[Start of Attachment]
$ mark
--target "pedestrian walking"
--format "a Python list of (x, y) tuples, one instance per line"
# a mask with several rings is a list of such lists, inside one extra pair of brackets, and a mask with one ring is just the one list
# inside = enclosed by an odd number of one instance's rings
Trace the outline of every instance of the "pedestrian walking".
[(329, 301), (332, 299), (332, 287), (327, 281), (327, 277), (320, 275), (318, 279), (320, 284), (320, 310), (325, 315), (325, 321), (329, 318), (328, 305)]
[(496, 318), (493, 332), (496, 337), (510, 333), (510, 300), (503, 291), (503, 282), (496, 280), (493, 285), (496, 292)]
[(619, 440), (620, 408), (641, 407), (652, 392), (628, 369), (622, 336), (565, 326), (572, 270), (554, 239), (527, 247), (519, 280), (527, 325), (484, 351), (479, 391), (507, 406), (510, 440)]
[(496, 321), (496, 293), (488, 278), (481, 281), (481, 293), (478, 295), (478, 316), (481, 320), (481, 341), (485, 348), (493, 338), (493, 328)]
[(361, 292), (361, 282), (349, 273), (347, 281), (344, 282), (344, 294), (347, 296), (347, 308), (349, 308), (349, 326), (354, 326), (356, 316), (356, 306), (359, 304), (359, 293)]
[End of Attachment]
**EXERCISE BRIEF:**
The number alone, please: how many lines in the data contain the string "rings"?

**ANSWER SECTION:**
2